---- GIVEN RECORDS

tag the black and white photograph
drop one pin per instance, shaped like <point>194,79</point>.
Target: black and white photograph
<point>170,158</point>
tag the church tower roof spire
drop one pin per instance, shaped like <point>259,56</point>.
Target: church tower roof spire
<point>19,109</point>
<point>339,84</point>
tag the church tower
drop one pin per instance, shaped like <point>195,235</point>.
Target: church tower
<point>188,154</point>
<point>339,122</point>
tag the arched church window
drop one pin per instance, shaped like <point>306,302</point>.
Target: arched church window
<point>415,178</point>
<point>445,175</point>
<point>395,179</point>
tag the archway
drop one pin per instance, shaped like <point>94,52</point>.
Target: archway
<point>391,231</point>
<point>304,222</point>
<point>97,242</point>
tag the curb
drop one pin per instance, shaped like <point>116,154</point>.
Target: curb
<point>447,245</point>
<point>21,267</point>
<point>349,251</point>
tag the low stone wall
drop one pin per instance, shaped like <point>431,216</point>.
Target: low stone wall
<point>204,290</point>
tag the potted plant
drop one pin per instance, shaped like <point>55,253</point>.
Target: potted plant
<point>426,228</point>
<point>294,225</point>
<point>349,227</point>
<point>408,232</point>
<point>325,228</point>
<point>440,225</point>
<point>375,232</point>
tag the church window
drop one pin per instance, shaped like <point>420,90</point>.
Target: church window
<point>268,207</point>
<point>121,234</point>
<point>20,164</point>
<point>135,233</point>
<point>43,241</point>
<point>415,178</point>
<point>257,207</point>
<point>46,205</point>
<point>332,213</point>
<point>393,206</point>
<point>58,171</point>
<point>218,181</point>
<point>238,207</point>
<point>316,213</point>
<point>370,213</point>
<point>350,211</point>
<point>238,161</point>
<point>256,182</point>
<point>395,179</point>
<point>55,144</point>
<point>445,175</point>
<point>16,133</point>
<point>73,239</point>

--------

◆ **EXERCISE INSTRUCTIONS**
Copy out all of the records above line for line, with no changes.

◆ **OUTPUT**
tag the black and white photograph
drop one pin per instance, shaped like <point>194,79</point>.
Target: black and white photograph
<point>170,158</point>
tag the church tower roof spire
drop one pin per instance, shaped like <point>259,56</point>.
Target: church tower roof spire
<point>19,109</point>
<point>339,84</point>
tag the church tower
drop one pin per instance, shaped like <point>195,235</point>.
Target: church tower
<point>188,154</point>
<point>339,122</point>
tag the arched church window
drop one pin per instance, shaped like <point>306,302</point>.
Target: arched church window
<point>415,178</point>
<point>445,175</point>
<point>395,179</point>
tag the archway
drop one pin per instance, shaped like <point>94,52</point>.
Target: archway
<point>391,231</point>
<point>304,222</point>
<point>97,242</point>
tag the curb
drop one pin per instance, shaped like <point>116,154</point>.
Target: curb
<point>447,245</point>
<point>21,267</point>
<point>349,251</point>
tag the low stone wall
drop one pin per instance, shaped like <point>431,216</point>.
Target: low stone wall
<point>204,290</point>
tag the potted plant
drop one pin per instance, shaped like <point>55,253</point>.
Target: potted plant
<point>426,228</point>
<point>294,225</point>
<point>349,227</point>
<point>408,232</point>
<point>325,228</point>
<point>440,225</point>
<point>375,232</point>
tag the church window
drop one pin per instance, shaped like <point>420,90</point>.
Target: church window
<point>268,207</point>
<point>121,234</point>
<point>20,164</point>
<point>135,233</point>
<point>43,241</point>
<point>415,178</point>
<point>257,207</point>
<point>46,205</point>
<point>332,213</point>
<point>393,206</point>
<point>58,171</point>
<point>218,181</point>
<point>238,207</point>
<point>316,213</point>
<point>370,213</point>
<point>350,211</point>
<point>238,161</point>
<point>256,182</point>
<point>395,179</point>
<point>55,144</point>
<point>445,175</point>
<point>16,133</point>
<point>73,239</point>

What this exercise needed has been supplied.